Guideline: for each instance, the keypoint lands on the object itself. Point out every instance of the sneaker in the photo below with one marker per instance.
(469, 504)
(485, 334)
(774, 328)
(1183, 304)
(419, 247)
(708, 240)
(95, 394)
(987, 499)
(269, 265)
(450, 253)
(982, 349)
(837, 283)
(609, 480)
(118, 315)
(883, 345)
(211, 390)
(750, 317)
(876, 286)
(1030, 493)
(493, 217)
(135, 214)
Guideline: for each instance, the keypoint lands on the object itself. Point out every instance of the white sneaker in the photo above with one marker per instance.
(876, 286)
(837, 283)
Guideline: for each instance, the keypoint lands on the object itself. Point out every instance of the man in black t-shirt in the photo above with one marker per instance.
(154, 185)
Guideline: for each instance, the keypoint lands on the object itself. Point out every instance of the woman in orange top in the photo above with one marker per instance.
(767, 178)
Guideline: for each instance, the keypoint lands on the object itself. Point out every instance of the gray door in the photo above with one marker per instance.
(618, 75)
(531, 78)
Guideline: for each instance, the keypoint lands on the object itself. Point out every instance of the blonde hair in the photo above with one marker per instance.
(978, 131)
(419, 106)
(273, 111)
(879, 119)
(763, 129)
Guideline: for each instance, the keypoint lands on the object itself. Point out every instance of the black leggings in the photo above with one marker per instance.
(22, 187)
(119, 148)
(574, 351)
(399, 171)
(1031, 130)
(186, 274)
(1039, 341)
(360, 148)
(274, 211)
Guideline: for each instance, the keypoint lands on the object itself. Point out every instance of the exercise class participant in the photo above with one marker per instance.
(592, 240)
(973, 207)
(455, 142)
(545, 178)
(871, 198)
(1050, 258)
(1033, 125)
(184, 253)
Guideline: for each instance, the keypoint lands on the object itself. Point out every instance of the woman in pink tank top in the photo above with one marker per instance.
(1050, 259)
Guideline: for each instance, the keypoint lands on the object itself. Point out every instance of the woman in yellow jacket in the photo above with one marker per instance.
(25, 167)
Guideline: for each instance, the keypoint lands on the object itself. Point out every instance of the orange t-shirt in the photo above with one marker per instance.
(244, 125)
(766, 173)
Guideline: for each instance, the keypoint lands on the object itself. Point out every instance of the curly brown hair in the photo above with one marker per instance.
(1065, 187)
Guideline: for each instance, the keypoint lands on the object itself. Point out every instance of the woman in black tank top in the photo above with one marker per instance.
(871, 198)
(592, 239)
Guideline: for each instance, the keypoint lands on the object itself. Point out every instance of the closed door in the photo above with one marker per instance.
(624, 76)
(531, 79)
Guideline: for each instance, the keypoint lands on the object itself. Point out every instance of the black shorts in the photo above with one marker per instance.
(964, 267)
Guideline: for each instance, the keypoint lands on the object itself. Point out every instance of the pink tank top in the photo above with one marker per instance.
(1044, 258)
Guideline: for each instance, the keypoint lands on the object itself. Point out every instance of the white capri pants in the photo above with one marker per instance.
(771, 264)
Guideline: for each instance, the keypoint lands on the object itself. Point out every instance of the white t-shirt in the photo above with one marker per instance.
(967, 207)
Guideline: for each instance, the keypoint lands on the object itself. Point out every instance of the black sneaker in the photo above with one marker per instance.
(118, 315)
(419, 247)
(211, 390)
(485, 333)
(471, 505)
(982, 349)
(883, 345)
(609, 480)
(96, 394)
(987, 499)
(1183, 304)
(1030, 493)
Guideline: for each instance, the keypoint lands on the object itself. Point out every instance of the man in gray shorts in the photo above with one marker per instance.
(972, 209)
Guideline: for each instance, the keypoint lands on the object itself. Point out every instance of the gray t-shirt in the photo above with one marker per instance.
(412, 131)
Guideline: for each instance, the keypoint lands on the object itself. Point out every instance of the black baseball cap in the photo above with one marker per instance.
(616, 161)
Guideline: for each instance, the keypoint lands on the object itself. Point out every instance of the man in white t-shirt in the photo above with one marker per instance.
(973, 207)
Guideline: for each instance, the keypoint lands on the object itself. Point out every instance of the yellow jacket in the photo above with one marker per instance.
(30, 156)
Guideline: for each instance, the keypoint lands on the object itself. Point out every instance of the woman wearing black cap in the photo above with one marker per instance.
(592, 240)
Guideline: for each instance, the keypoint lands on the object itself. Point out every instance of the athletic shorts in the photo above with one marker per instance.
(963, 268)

_ _ _ _ _ _ _

Faithfully reproduce all of the records, character for character.

• The answer:
Guideline: for each instance, the keypoint lands on the object itself. Point out every instance of the sneaker in the photo below with one marker per instance.
(469, 504)
(485, 334)
(774, 328)
(1183, 304)
(419, 247)
(708, 240)
(95, 394)
(987, 499)
(269, 265)
(450, 253)
(982, 349)
(837, 283)
(609, 480)
(118, 315)
(883, 345)
(211, 390)
(750, 317)
(876, 286)
(1030, 493)
(493, 217)
(135, 214)
Guideline: for each instance, the keypoint lands on the object itself. Point out every instance of the white sneaker in the photo above with one marker per instance.
(876, 286)
(837, 283)
Guideline: for each instance, the keypoint lands on the object itself. Point out every instance of the man in black t-shirt in the photo above with one marker per instance.
(154, 185)
Guideline: for each instance, the keypoint lands on the object itself. Point out every instance of the woman in orange top in the photo above with one marker per instance.
(767, 178)
Guideline: for each instance, the keypoint lands on the object itself. Point out every instance of the gray door in the photo above with one marker per instance.
(618, 75)
(531, 78)
Guideline: for each instance, the keypoint lands on the object itself. Point out every instance of the blonde hair in the photo above with one marker per instance.
(978, 131)
(419, 106)
(273, 111)
(879, 119)
(763, 129)
Guideline: for each instance, the keypoint lands on the object itself. Point out every instance of the black leggings in the photo above with one marker per instance.
(22, 187)
(119, 148)
(574, 351)
(399, 171)
(1031, 130)
(186, 274)
(1039, 341)
(360, 148)
(274, 211)
Guideline: for each instance, the keypoint lands on the object itself. Point out every instance of the exercise class participant in the photo above with one marker per instance.
(592, 240)
(973, 207)
(455, 142)
(545, 178)
(871, 198)
(1050, 258)
(1033, 125)
(184, 253)
Guideline: for each instance, the keypoint lands on the object itself. Point out every instance of the woman in pink tank top in the photo above with one marker per instance.
(1050, 259)
Guideline: for each instance, the keypoint lands on the object itself. Point out every instance of the woman in yellow jacket in the photo above with one marker per instance.
(25, 167)
Guideline: for each instance, the keypoint lands on the object itself. Point out every instance of the orange t-shirt in the photo above with one marker per instance.
(244, 125)
(766, 173)
Guideline: for each instance, the keypoint lands on the object itself. Point out every instance of the curly brown hair in the photo above with one marker per instance.
(1065, 187)
Guideline: for each instance, the keypoint lands on the object itself. Point out every instance of the woman in black tank top in the photo above with one marker per instance.
(871, 198)
(592, 239)
Guideline: for each instance, the keypoint lands on the object itself. Point out every instance of the closed door in the photo above with one marker per instance.
(624, 76)
(531, 79)
Guideline: for each instance, the keypoint lands on the object itself. Point out every instance of the black shorts in the photo above with one marker per instance.
(964, 267)
Guideline: for each instance, the keypoint lands on the object itself. Point out every instance of the pink tank top in the photo above with one marker per instance.
(1044, 258)
Guideline: for each instance, the keypoint lands on the object itself. Point out every instance of the white capri pants in the photo above with one marker per instance.
(771, 264)
Guideline: for each instance, the keypoint lands on the object itself. Point out every instance of the white t-shirt in the photo above with one marker per instance.
(967, 207)
Guideline: for each instance, the keypoint lands on the object itself. Point out every instance of the black sneaker in the photo above with one marker per instance.
(118, 315)
(419, 247)
(211, 390)
(485, 333)
(471, 505)
(982, 349)
(883, 345)
(609, 480)
(96, 394)
(987, 499)
(1183, 304)
(1030, 493)
Guideline: for each instance, the keypoint lands on the object itself. Point out every instance of the man in gray shorts in the photo above with one marker per instance.
(972, 209)
Guideline: for each instance, the keypoint lands on the object itself. Point out every instance of the gray t-shirt in the photo above with one marker per instance.
(412, 131)
Guideline: for each instance, the keypoint lands on the object itself. Point out every instance of the black baseball cap in the photo above with one marker per instance.
(616, 161)
Guideline: for each instance, the keypoint lands on the object itself. Point out every instance of the man in white t-shirt in the photo above with one marker per instance.
(973, 207)
Guideline: for each instance, the keypoint lands on the object itself. Point out every instance of the yellow jacket in the photo above with one marker per instance.
(30, 156)
Guideline: for each instance, the keypoint lands on the object itself. Point out every instance of the woman wearing black cap in the photo above with one marker per instance.
(592, 240)
Guideline: for each instance, the keypoint lands on the object itself. Point out every instance of the athletic shorts in the photo above with one marker per instance.
(963, 268)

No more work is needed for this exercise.